WORKING DATA:
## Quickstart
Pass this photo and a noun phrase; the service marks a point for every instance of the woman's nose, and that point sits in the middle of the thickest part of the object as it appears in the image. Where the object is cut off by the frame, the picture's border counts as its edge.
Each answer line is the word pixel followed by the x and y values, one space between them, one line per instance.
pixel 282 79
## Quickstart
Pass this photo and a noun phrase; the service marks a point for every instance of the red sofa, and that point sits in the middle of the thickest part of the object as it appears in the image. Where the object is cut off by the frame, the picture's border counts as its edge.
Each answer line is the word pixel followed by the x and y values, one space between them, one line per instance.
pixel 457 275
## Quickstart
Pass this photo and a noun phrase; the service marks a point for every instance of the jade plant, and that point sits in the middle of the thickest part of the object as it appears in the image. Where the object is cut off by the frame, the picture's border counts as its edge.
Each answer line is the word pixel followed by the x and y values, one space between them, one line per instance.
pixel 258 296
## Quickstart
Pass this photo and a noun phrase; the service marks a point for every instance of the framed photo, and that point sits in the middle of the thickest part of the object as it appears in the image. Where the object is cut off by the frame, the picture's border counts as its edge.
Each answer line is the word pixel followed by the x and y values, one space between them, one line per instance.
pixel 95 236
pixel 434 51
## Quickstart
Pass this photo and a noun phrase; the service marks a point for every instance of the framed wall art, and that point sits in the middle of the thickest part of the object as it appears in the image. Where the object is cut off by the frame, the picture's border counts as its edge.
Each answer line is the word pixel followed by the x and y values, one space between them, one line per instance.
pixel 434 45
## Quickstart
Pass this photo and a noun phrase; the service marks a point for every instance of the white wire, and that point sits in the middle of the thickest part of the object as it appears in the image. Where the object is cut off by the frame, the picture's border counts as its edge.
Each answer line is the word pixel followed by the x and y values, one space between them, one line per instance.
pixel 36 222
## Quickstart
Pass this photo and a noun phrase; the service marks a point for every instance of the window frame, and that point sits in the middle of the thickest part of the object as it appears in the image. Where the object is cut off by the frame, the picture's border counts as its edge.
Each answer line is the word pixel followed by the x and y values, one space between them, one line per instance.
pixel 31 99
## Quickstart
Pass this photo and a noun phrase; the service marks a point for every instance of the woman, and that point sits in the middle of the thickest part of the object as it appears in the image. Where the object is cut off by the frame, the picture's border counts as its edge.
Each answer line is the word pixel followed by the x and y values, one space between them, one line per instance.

THE EXERCISE: Count the lines in the entries above that contain the word "woman", and reply with the number alone.

THE RESULT: 2